====== Dataset entries

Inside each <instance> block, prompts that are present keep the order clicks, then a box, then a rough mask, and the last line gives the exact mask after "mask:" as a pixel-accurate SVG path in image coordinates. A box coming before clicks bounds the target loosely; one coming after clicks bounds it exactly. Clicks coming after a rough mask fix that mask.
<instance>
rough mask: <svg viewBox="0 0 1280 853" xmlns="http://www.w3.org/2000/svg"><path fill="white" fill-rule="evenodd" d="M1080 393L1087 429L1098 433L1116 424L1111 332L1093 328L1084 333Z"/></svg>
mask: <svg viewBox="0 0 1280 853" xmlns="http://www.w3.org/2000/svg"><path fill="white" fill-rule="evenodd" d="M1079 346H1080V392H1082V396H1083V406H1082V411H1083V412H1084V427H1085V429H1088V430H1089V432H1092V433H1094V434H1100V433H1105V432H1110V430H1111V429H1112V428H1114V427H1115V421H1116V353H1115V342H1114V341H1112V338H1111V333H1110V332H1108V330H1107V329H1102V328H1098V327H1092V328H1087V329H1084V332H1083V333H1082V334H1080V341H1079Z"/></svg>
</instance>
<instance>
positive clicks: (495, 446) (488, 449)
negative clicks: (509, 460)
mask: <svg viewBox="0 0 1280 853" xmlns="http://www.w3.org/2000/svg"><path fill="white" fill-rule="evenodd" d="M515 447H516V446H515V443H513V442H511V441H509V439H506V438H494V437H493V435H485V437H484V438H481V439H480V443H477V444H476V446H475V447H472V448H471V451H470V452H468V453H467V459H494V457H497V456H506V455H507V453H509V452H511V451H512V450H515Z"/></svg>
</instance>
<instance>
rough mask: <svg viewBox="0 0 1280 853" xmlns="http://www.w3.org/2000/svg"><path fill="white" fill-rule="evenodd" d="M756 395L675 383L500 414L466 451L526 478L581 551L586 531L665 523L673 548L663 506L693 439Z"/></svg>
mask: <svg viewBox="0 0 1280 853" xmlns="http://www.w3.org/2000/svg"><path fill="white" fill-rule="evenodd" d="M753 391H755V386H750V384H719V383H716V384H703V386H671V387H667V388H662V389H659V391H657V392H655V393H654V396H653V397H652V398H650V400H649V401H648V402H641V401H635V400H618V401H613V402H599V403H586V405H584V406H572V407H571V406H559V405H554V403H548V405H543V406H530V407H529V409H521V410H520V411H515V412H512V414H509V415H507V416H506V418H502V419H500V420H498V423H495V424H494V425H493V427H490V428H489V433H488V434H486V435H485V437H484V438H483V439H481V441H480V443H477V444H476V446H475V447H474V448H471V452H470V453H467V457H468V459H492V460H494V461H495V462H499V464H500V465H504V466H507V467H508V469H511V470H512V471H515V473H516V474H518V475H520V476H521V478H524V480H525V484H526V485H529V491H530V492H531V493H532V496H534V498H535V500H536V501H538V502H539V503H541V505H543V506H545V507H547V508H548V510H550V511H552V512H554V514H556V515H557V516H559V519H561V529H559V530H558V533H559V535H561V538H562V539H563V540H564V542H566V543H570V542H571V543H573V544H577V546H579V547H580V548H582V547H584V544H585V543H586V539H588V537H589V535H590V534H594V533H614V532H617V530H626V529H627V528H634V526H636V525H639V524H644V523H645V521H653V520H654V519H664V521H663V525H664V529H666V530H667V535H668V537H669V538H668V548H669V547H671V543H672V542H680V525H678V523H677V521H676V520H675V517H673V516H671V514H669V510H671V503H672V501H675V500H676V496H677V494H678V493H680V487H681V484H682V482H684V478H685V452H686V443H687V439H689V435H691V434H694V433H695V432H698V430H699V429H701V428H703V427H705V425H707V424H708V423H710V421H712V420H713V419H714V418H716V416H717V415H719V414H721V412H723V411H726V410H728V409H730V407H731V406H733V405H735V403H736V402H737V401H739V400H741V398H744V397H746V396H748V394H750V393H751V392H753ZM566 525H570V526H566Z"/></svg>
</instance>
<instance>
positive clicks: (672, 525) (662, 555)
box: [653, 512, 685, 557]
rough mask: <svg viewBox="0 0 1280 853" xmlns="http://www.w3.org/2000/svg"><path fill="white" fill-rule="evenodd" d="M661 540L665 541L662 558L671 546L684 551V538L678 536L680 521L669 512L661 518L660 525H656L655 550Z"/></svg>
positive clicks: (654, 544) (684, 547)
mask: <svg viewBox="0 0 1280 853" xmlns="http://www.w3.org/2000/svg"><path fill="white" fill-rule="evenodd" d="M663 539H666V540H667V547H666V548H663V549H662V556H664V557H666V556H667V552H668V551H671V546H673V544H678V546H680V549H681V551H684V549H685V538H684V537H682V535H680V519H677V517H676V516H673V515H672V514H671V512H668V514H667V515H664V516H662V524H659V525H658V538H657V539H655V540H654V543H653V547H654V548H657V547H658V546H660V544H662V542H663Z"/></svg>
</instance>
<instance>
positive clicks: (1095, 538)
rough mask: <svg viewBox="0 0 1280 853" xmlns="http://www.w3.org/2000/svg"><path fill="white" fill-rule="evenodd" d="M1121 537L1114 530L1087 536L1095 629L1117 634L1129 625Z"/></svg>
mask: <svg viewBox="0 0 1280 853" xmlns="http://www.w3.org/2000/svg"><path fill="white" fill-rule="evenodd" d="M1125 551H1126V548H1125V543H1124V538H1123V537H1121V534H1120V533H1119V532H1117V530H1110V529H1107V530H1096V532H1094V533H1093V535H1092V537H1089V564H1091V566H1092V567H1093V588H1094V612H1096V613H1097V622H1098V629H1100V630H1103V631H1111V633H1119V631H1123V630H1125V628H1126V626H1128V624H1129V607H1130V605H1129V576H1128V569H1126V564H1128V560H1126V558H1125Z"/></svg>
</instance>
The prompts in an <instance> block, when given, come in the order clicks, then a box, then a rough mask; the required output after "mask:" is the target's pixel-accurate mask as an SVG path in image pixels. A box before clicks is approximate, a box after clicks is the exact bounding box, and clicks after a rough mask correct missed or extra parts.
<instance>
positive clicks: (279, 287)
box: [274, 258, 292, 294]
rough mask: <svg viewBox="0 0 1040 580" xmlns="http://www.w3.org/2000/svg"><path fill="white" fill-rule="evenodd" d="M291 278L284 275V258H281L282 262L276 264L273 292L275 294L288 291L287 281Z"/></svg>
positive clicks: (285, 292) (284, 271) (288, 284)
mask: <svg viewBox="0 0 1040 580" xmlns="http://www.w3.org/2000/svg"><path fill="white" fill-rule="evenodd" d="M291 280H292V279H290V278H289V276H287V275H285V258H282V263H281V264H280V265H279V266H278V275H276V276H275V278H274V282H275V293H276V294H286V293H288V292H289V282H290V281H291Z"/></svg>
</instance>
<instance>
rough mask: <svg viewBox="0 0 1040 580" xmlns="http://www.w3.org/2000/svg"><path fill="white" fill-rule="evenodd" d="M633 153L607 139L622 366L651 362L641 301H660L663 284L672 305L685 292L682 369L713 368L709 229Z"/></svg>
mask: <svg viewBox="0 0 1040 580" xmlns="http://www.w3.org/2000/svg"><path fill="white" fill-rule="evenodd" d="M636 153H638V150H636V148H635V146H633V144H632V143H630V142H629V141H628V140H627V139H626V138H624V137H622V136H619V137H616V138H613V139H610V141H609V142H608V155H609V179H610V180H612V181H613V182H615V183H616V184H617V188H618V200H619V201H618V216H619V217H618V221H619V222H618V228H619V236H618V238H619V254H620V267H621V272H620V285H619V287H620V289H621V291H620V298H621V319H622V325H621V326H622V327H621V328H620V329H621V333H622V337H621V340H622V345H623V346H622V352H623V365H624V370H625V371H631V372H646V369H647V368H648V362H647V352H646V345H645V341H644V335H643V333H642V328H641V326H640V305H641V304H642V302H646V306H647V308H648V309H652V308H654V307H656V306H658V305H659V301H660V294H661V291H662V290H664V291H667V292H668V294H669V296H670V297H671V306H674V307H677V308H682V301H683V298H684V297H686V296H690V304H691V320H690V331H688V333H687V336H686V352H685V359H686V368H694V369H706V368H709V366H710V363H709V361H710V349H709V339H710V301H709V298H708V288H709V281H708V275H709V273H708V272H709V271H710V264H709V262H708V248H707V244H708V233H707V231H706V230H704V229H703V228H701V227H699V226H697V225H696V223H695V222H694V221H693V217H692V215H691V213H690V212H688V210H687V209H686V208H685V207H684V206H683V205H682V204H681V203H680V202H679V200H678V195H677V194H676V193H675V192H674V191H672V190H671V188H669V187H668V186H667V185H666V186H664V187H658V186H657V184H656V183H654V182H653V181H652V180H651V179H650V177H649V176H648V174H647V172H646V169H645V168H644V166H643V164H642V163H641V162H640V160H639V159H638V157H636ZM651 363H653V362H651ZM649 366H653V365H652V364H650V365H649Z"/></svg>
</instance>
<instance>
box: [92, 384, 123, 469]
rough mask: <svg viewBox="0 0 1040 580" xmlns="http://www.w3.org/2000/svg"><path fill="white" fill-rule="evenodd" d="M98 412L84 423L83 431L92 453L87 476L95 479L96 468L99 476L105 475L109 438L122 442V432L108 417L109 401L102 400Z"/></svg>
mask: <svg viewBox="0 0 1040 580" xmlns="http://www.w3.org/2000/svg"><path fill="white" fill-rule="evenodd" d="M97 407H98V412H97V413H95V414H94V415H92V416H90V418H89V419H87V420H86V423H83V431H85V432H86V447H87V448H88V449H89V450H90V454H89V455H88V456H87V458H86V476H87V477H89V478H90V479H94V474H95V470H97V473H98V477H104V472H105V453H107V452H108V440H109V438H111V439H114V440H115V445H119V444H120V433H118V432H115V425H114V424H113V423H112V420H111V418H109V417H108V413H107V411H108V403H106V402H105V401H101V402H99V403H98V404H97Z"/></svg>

============

Copy the items verbatim from the beginning through the line containing "393L1087 429L1098 433L1116", including that line.

# Problem solution:
Inside each <instance> block, prompts that are present keep the order clicks, then a box, then a rough mask, and the last line gives the exact mask after "mask:" as a pixel-accurate SVG path in image coordinates. A box coming before clicks bounds the target loosely; one coming after clicks bounds it exactly. Clicks coming after a rough mask fix that mask.
<instance>
rough mask: <svg viewBox="0 0 1280 853" xmlns="http://www.w3.org/2000/svg"><path fill="white" fill-rule="evenodd" d="M1080 393L1087 429L1098 433L1116 424L1111 332L1093 328L1084 333Z"/></svg>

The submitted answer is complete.